> [Task requirements]:
(1) Using the history glossary, answer the following:
(a) How many acres of public land did the Homestead Act give settlers?
(b) Which president signed the Chinese Exclusion Act?
(c) During which years did Theodore Roosevelt serve as president?
(2) From the history glossary, copy word for word the passage between "Authorized the President" and "for the U.S.", inclusive.

  • Bessemer Process

    A steel-making process, now largely superseded, in which carbon, silicon, and other impurities are removed from molten pig iron by oxidation in a blast of air in a special tilting retort.
  • Monroe Doctrine

    A principle of US policy, originated by President James monroe that any intervention by external powers in the politics of the Americans is a potentially hostile act against the US.
  • Manifest Destiny

    That god gave the right for the us to expand west.
  • William Jennings Bryan

    An American orator and politician from Nebraska, and a dominant force in the populist wing of the Democratic Party, standing three times as the Party's nominee for President of the United States.
  • Homestead Act

    The Homestead Act encouraged Western migration by providing settlers 160 acres of public land. In exchange, homesteaders paid a small filing fee and were required to complete five years of continuous residence before receiving ownership of the land.
  • Andrew Carnegie

    Andrew invested $40,000 in a oil company, which was booming at a massive level at the time, quickly moving him up to the several hundred thousand dollar range and allowing him to move himself forward in the economy.
  • The Gilded Age

    Mark Twain's 1873 The Gilded Age: A Tale of Today, which satirized an era of serious social problems masked by a thin gold gilding.
  • Populism and Progressivism

    The populist movement started during the 1880's. Farmers or those associated with agriculture believed industrialists and bankers controlled the government and making the policy against the farmers. Farmers become united to protect their interests. They even created a major political party.
  • Chinese Exclusion Act of 1882

    It was the first significant law restricting immigration into the United States. In the spring of 1882, the Chinese Exclusion Act was passed by Congress and signed by President Chester A. Arthur. This act provided an absolute 10-year moratorium on Chinese labor immigration.
  • Haymarket Riot

    The aftermath of a bombing that took place at a labor demonstration at Haymarket Square in Chicago.
  • Dawes Act

    Authorized the President of the United States to survey American Indian tribal land and divide it into allotments for individual Indians.
  • Jane Addams

    A women's activist and lead women's suffrage. She settled the first settlement house in the united states in 1889 and is recognized as a member of the American pragmatism school. She also became the first american women to be awarded the Nobel peace prize.
  • Klondike Gold Rush

    The Klondike Gold Rush was a migration by an estimated 100,000 prospectors to the Klondike region of the Yukon in north-western Canada between 1896 and 1899.
  • Theodore Roosevelt

    A explorer, author, and soldier. He was the 26th President of the United States, and he served as president from 1901 to 1909. Roosevelt was a leader of the republican party and was a driving force in the progressive era for the U.S.
  • Muckraker

    Muckrakers were people who exposed corruption in politics and other things and were journalists/authors.

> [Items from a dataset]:

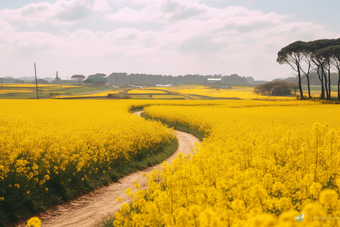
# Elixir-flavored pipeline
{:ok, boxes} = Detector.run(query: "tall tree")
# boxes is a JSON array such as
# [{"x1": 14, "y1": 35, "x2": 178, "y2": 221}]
[
  {"x1": 316, "y1": 45, "x2": 340, "y2": 101},
  {"x1": 305, "y1": 39, "x2": 335, "y2": 99},
  {"x1": 277, "y1": 41, "x2": 306, "y2": 99}
]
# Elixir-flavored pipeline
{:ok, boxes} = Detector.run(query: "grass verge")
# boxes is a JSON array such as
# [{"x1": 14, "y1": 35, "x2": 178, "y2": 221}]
[
  {"x1": 101, "y1": 139, "x2": 178, "y2": 227},
  {"x1": 98, "y1": 111, "x2": 203, "y2": 227},
  {"x1": 0, "y1": 138, "x2": 178, "y2": 227},
  {"x1": 141, "y1": 113, "x2": 209, "y2": 141}
]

> [Outputs for the tasks]:
(1)
(a) 160 acres
(b) Chester A. Arthur
(c) 1901 to 1909

(2)
Authorized the President of the United States to survey American Indian tribal land and divide it into allotments for individual Indians.
  • Jane Addams

    A women's activist and lead women's suffrage. She settled the first settlement house in the united states in 1889 and is recognized as a member of the American pragmatism school. She also became the first american women to be awarded the Nobel peace prize.
  • Klondike Gold Rush

    The Klondike Gold Rush was a migration by an estimated 100,000 prospectors to the Klondike region of the Yukon in north-western Canada between 1896 and 1899.
  • Theodore Roosevelt

    A explorer, author, and soldier. He was the 26th President of the United States, and he served as president from 1901 to 1909. Roosevelt was a leader of the republican party and was a driving force in the progressive era for the U.S.